High-speed steam engine
High-speed steam engines were one of the final developments of the stationary steam engine. They ran at a high speed, of several hundred rpm, which was needed by tasks such as electricity generation.
They have two primary characteristics:
- High speed.
- This is sufficient to drive a small dynamo directly, rather than needing a step-up drive by belts.
- Accurate speed regulation.
- Generation by dynamo requires a stable rotation speed for a stable output voltage, even when the load changes. When an alternator was being driven, the output frequency also depended upon a stable rotation speed.
These also resulted in a number of secondary characteristics. Although these were not defining to the type, or were always the case, they were recognisably common:
- Improved lubrication, as required by their high speed.
- This often used an enclosed crankcase with an oil sump and lubrication by 'splash' or by ring oilers. Some went so far as to have engine-driven oil pumps and a circulation system.
- Small, rigid cast iron frames, so that they did not require the large stationary engine's usual complex masonry foundations.
- Single-acting cylinders.
- As the crankcase became more important for lubrication, the layout was simpler if steam pressure was only applied to one side of the cylinder. This has a second advantage: as the steam's force is now only on one side of the piston, the force on the bearings will still vary through the stroke, but it no longer reverses its direction.[note 1] This reduces the effects of any bearing slop at high speed.
High speed was not needed for electrical power generation in the largest city-wide plants.[note 2] As these plants were necessarily large, they could also use large-diameter dynamos with many pole pieces. This gave the necessary linear speed (in poles passed / time) for a lower rotational shaft speed.
These engines were produced with either simple or compound operating cycles. Smaller examples were usually simple, as the difficulties of achieving good regulation outweighed the efficiencies of compounding. High-speed engines did develop a reputation for profligacy. For larger engines the fuel cost savings were worthwhile and compound designs such as the Willans engine were used.
They also used a wide range of valves. Examples with either slide or piston valves were common. Multi-cylinder single-acting engines typically shared one piston valve between two cylinders, either between the cylinders or horizontally above them.
The valvegear driving these valves was usually simple, a single eccentric designed only to run at one speed, in one direction, for a fairly constant load. Although these engines were contemparaneous with sophisticated and efficient valvegears such as the Corliss, these trip valves were incapable of working quickly enough.
A key requirement for the high-speed steam engine was accurate control of a constant speed, even under a rapidly changing load. Although the control of steam engines via a centrifugal governor dates back to Watt, this control was inadequate. These early governors operated a throttle valve to control the flow of steam to the engine. This gives an inadequately responsive control for the constant speed needed for electricity generation.
The solution developed for high-speed steam engines was the "automatic" governor. Rather than controlling the flow rate of steam, it controlled the timing or 'cut-off' of the inlet valves. This governor was interspersed between the crankshaft and the eccentric driving the valve gear. It was often made as part of the engine's flywheel. A centrifugal bob weight in the governor moved out against a spring with increasing speed. This caused the eccentric's position to shift relative to the crank, changing the valve timing and causing an early cut-off. As this control acted directly at the cylinder port, rather than through a long pipe from a throttle valve, it could be very fast-acting.

--- --- ---

What this task involves: Please copy the high-speed steam engine passage from "These also resulted" to "- Single-acting cylinders.", swapping "cast iron" for "steel". The data has nothing to do with the high-speed steam engine passage.

--- --- ---

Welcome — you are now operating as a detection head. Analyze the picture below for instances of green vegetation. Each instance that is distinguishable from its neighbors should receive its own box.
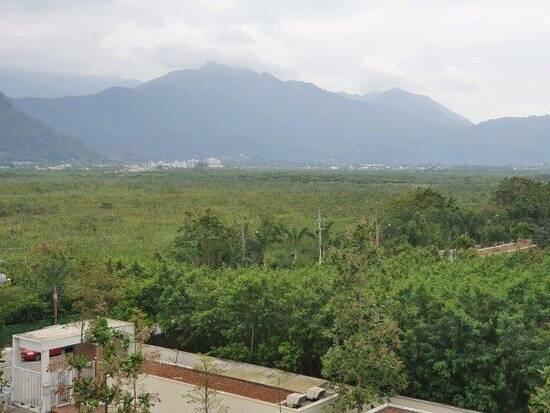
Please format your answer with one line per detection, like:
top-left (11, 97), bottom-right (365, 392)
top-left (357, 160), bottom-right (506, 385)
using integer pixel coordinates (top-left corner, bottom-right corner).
top-left (0, 170), bottom-right (550, 413)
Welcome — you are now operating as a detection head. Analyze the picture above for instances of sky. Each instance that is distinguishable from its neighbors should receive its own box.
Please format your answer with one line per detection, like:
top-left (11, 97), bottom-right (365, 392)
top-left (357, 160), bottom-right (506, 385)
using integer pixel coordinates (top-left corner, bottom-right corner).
top-left (0, 0), bottom-right (550, 121)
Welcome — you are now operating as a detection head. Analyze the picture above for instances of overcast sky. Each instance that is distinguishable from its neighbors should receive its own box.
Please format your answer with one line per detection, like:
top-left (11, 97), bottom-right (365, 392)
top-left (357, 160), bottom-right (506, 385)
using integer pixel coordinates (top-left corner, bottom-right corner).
top-left (0, 0), bottom-right (550, 121)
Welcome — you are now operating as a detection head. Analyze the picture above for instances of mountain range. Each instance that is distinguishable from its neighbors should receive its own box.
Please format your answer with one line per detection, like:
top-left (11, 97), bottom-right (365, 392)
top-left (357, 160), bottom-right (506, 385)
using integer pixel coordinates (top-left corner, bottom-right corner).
top-left (0, 93), bottom-right (97, 163)
top-left (1, 63), bottom-right (550, 165)
top-left (0, 67), bottom-right (141, 98)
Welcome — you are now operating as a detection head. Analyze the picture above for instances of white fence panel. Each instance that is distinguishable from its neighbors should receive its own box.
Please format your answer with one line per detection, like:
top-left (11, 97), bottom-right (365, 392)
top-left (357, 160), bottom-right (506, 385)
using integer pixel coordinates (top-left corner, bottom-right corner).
top-left (11, 366), bottom-right (42, 408)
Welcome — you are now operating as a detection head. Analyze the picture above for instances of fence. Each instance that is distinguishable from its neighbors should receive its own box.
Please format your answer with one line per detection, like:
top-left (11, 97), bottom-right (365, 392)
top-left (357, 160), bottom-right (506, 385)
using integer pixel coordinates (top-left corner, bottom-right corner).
top-left (0, 314), bottom-right (79, 347)
top-left (11, 366), bottom-right (42, 408)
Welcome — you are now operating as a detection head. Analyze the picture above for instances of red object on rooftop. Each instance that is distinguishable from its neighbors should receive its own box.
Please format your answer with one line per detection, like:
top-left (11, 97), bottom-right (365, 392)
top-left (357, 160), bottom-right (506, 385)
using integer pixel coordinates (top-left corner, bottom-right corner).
top-left (21, 347), bottom-right (64, 361)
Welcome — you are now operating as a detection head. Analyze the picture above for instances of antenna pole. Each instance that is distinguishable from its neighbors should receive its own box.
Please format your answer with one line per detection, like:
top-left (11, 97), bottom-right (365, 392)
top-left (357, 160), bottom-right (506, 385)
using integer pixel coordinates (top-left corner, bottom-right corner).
top-left (53, 286), bottom-right (59, 324)
top-left (317, 208), bottom-right (323, 264)
top-left (241, 222), bottom-right (246, 264)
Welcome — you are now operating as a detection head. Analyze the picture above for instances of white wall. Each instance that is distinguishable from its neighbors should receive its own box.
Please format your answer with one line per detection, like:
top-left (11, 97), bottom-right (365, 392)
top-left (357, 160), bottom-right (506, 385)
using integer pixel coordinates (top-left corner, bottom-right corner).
top-left (141, 375), bottom-right (333, 413)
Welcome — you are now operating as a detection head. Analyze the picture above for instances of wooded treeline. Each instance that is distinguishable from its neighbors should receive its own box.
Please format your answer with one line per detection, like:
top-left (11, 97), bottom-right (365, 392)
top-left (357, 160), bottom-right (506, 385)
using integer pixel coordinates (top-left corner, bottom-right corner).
top-left (0, 178), bottom-right (550, 412)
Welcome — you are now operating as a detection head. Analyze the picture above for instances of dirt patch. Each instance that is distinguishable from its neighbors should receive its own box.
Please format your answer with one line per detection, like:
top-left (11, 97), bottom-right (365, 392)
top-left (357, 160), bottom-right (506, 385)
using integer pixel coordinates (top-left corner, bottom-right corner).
top-left (145, 360), bottom-right (291, 403)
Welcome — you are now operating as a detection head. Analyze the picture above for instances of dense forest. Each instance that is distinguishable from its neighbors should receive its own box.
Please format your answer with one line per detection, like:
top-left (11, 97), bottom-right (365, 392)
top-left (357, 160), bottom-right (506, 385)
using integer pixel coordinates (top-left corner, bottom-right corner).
top-left (0, 171), bottom-right (550, 413)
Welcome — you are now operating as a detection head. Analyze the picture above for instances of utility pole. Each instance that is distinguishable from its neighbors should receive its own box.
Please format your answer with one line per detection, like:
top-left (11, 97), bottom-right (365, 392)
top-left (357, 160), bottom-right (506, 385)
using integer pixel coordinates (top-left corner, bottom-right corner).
top-left (374, 215), bottom-right (380, 247)
top-left (53, 286), bottom-right (59, 324)
top-left (317, 208), bottom-right (324, 264)
top-left (241, 222), bottom-right (246, 264)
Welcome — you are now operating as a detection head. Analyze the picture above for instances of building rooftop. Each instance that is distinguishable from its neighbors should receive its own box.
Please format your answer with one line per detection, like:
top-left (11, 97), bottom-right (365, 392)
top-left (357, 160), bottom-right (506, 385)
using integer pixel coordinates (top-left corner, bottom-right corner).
top-left (367, 396), bottom-right (479, 413)
top-left (14, 319), bottom-right (133, 343)
top-left (144, 346), bottom-right (328, 393)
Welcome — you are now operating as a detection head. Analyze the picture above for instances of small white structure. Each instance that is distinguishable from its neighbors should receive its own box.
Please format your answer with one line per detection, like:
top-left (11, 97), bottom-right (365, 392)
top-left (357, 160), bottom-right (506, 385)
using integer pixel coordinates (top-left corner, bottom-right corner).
top-left (11, 319), bottom-right (134, 413)
top-left (0, 273), bottom-right (11, 285)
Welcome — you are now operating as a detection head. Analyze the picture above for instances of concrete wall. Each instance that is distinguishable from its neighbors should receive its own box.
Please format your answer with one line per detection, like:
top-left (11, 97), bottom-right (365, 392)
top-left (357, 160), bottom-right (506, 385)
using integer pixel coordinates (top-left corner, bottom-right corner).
top-left (141, 375), bottom-right (334, 413)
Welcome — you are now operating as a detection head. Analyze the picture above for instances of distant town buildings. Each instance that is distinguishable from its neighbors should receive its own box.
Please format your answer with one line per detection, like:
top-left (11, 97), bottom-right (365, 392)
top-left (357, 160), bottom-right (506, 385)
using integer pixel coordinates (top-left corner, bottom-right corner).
top-left (123, 158), bottom-right (225, 172)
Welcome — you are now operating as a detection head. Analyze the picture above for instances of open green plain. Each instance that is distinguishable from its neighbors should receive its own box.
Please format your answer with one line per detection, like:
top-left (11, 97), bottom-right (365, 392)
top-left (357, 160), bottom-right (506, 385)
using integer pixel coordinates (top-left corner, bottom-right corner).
top-left (0, 169), bottom-right (541, 264)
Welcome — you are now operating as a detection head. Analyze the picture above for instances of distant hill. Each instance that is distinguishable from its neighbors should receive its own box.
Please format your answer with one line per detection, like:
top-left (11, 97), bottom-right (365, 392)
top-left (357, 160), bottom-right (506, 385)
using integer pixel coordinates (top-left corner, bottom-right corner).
top-left (10, 63), bottom-right (550, 164)
top-left (342, 88), bottom-right (472, 126)
top-left (0, 68), bottom-right (140, 98)
top-left (0, 93), bottom-right (96, 162)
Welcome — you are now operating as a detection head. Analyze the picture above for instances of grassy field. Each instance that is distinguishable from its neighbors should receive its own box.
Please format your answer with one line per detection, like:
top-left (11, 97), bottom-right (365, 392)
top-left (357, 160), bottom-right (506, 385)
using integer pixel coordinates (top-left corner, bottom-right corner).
top-left (0, 166), bottom-right (536, 262)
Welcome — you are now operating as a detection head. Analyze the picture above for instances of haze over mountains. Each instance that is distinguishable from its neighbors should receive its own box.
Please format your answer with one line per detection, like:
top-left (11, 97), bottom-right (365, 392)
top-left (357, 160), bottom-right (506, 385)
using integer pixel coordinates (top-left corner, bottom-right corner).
top-left (0, 93), bottom-right (97, 162)
top-left (1, 63), bottom-right (550, 165)
top-left (0, 67), bottom-right (141, 98)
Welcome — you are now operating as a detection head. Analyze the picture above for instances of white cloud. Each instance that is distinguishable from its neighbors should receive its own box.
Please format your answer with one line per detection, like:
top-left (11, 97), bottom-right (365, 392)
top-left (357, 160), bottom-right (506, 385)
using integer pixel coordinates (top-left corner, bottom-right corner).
top-left (0, 0), bottom-right (550, 119)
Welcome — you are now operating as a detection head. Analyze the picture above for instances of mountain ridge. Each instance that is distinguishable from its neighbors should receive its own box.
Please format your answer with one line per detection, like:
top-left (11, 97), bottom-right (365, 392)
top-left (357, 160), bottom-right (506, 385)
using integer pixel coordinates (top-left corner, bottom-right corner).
top-left (0, 92), bottom-right (97, 162)
top-left (9, 63), bottom-right (550, 164)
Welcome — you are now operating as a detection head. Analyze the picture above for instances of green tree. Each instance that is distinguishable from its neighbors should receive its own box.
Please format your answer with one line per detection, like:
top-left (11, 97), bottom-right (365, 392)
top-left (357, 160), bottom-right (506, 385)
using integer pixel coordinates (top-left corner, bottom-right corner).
top-left (254, 216), bottom-right (284, 267)
top-left (529, 367), bottom-right (550, 413)
top-left (283, 228), bottom-right (315, 263)
top-left (183, 355), bottom-right (229, 413)
top-left (174, 209), bottom-right (240, 268)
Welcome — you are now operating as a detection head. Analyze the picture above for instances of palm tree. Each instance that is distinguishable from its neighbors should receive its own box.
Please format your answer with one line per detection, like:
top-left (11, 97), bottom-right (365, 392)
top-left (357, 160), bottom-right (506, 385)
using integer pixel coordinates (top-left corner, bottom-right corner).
top-left (284, 228), bottom-right (315, 262)
top-left (254, 217), bottom-right (284, 267)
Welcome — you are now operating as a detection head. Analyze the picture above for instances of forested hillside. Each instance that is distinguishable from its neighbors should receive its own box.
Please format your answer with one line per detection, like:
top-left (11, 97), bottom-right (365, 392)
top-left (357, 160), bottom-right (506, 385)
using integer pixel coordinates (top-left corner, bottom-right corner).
top-left (0, 171), bottom-right (550, 413)
top-left (0, 92), bottom-right (96, 163)
top-left (14, 63), bottom-right (550, 165)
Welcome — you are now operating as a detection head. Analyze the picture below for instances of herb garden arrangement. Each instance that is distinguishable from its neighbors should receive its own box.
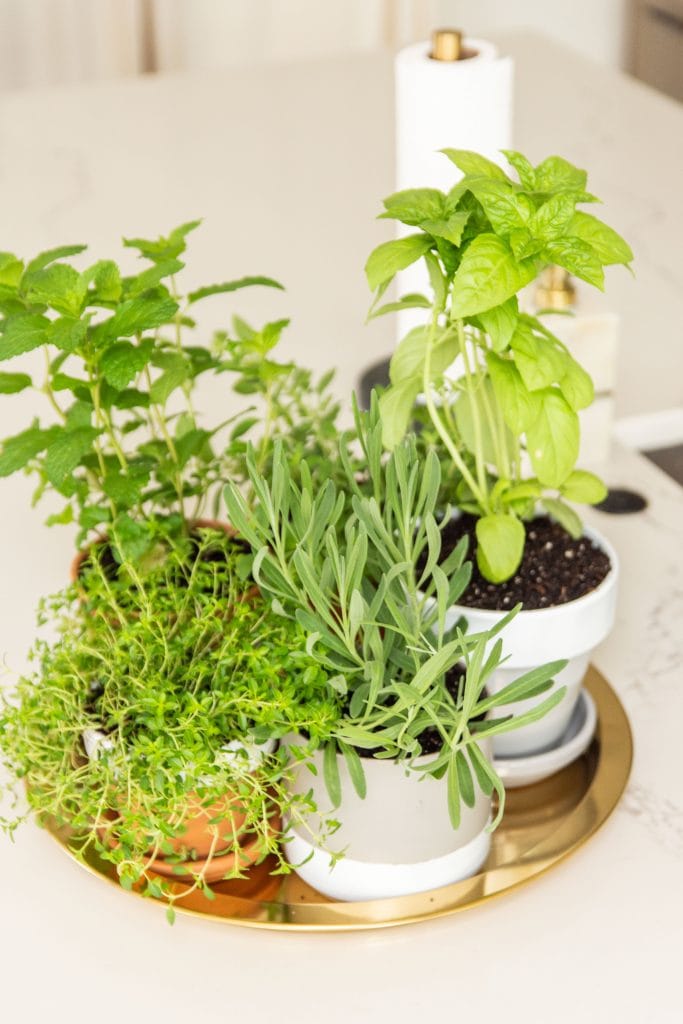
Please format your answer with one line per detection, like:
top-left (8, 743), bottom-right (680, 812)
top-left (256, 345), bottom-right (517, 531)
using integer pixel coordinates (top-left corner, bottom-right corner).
top-left (0, 151), bottom-right (632, 919)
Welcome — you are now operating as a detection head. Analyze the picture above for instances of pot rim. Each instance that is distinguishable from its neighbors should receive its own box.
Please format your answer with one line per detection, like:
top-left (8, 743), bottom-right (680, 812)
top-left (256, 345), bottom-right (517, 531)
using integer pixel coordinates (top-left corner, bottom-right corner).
top-left (69, 518), bottom-right (238, 583)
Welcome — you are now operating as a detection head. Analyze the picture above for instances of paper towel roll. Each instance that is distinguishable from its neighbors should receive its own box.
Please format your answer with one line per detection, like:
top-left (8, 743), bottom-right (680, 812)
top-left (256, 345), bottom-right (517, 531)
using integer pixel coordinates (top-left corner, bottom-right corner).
top-left (395, 39), bottom-right (514, 338)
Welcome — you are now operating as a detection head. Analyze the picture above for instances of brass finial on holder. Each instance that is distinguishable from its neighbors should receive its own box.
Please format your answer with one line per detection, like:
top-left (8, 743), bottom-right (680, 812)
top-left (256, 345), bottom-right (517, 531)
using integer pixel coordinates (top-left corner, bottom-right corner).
top-left (429, 29), bottom-right (463, 61)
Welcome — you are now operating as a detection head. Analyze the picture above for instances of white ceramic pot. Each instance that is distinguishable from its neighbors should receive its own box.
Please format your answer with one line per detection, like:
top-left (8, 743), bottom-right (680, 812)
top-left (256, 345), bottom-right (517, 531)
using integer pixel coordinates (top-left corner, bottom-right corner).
top-left (285, 743), bottom-right (492, 900)
top-left (446, 526), bottom-right (618, 758)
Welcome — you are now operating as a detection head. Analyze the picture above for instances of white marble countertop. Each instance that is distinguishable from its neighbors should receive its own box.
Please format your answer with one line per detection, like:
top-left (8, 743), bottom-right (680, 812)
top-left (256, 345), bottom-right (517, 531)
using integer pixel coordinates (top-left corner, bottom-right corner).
top-left (0, 37), bottom-right (683, 1024)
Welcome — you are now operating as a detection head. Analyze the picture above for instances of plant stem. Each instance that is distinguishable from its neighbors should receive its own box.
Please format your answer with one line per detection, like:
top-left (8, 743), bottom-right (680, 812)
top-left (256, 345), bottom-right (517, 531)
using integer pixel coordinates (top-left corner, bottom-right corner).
top-left (423, 309), bottom-right (486, 508)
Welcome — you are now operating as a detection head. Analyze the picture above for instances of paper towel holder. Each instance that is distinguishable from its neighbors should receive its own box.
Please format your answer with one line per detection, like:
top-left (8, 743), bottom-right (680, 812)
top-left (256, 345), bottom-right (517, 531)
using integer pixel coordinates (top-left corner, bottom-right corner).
top-left (429, 29), bottom-right (476, 63)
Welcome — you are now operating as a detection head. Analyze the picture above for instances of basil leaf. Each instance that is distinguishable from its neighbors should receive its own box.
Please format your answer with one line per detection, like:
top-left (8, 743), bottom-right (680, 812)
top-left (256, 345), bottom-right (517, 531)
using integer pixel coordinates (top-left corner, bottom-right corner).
top-left (366, 234), bottom-right (432, 291)
top-left (451, 233), bottom-right (536, 318)
top-left (526, 388), bottom-right (580, 487)
top-left (475, 515), bottom-right (525, 583)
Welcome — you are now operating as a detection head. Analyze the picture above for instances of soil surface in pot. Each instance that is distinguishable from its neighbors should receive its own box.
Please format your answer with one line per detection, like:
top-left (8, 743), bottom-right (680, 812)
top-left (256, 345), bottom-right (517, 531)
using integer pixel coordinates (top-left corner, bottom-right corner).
top-left (441, 515), bottom-right (611, 611)
top-left (355, 665), bottom-right (475, 758)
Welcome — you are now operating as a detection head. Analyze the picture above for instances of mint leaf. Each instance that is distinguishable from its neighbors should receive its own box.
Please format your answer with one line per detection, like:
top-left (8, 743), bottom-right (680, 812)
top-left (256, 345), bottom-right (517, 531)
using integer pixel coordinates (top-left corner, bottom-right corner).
top-left (526, 388), bottom-right (579, 487)
top-left (380, 188), bottom-right (445, 226)
top-left (45, 427), bottom-right (101, 487)
top-left (81, 259), bottom-right (121, 303)
top-left (123, 220), bottom-right (202, 263)
top-left (22, 263), bottom-right (87, 316)
top-left (366, 234), bottom-right (432, 292)
top-left (95, 298), bottom-right (178, 341)
top-left (99, 341), bottom-right (152, 391)
top-left (0, 426), bottom-right (59, 476)
top-left (150, 353), bottom-right (190, 406)
top-left (0, 374), bottom-right (32, 394)
top-left (451, 233), bottom-right (536, 318)
top-left (0, 253), bottom-right (24, 289)
top-left (26, 246), bottom-right (88, 274)
top-left (47, 314), bottom-right (89, 352)
top-left (0, 313), bottom-right (50, 360)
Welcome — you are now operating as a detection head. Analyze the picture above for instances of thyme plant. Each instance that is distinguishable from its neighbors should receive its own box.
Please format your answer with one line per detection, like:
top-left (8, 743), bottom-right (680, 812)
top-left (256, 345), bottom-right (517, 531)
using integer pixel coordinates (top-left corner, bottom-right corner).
top-left (366, 150), bottom-right (633, 583)
top-left (0, 530), bottom-right (340, 902)
top-left (225, 399), bottom-right (565, 828)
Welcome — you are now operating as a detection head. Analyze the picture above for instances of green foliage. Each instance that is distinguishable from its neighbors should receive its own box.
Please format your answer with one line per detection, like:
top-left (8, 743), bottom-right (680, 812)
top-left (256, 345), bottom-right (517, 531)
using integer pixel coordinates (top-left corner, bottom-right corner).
top-left (0, 530), bottom-right (340, 898)
top-left (225, 399), bottom-right (563, 827)
top-left (0, 221), bottom-right (338, 560)
top-left (366, 150), bottom-right (633, 585)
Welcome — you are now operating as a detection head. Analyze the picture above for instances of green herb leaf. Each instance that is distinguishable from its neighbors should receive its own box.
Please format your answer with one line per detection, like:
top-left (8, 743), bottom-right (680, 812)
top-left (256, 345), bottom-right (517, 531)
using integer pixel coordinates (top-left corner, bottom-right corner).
top-left (0, 313), bottom-right (50, 360)
top-left (486, 352), bottom-right (539, 435)
top-left (526, 388), bottom-right (580, 487)
top-left (568, 211), bottom-right (633, 266)
top-left (560, 469), bottom-right (607, 505)
top-left (380, 188), bottom-right (445, 226)
top-left (440, 150), bottom-right (509, 181)
top-left (95, 298), bottom-right (178, 341)
top-left (45, 427), bottom-right (101, 487)
top-left (0, 374), bottom-right (32, 394)
top-left (380, 378), bottom-right (420, 452)
top-left (366, 234), bottom-right (432, 291)
top-left (26, 246), bottom-right (88, 273)
top-left (477, 295), bottom-right (519, 352)
top-left (451, 233), bottom-right (535, 318)
top-left (0, 426), bottom-right (58, 476)
top-left (475, 515), bottom-right (525, 583)
top-left (99, 341), bottom-right (153, 391)
top-left (544, 238), bottom-right (605, 291)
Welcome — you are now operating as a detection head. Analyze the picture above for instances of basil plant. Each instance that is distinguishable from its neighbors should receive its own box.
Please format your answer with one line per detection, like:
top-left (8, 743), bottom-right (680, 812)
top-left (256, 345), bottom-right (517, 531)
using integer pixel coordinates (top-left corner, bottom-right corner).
top-left (366, 150), bottom-right (633, 583)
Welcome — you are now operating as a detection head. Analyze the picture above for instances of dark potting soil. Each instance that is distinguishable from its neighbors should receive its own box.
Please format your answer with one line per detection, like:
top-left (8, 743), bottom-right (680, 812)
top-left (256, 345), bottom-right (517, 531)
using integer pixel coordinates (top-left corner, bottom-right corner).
top-left (441, 515), bottom-right (610, 611)
top-left (355, 665), bottom-right (475, 758)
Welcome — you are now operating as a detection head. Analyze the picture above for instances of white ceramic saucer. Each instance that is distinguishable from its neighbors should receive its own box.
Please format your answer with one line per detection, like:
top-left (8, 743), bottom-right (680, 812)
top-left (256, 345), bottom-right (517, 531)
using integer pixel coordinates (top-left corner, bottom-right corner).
top-left (494, 690), bottom-right (598, 790)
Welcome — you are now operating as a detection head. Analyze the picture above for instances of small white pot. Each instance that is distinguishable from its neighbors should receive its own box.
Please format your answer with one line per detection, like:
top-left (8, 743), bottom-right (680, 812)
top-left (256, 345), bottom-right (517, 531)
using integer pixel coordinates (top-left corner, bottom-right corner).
top-left (446, 526), bottom-right (618, 758)
top-left (285, 740), bottom-right (492, 900)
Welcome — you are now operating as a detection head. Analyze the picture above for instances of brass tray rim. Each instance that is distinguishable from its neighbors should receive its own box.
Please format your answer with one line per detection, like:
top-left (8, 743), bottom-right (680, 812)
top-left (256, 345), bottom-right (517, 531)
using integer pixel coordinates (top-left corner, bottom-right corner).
top-left (47, 666), bottom-right (633, 932)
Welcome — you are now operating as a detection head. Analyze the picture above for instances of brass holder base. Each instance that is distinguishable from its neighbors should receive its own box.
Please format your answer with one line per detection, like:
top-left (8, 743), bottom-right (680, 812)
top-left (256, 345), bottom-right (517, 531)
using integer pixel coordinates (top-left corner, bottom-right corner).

--- --- ---

Exercise solution:
These also resulted in a number of secondary characteristics. Although these were not defining to the type, or were always the case, they were recognisably common:
- Improved lubrication, as required by their high speed.
- This often used an enclosed crankcase with an oil sump and lubrication by 'splash' or by ring oilers. Some went so far as to have engine-driven oil pumps and a circulation system.
- Small, rigid steel frames, so that they did not require the large stationary engine's usual complex masonry foundations.
- Single-acting cylinders.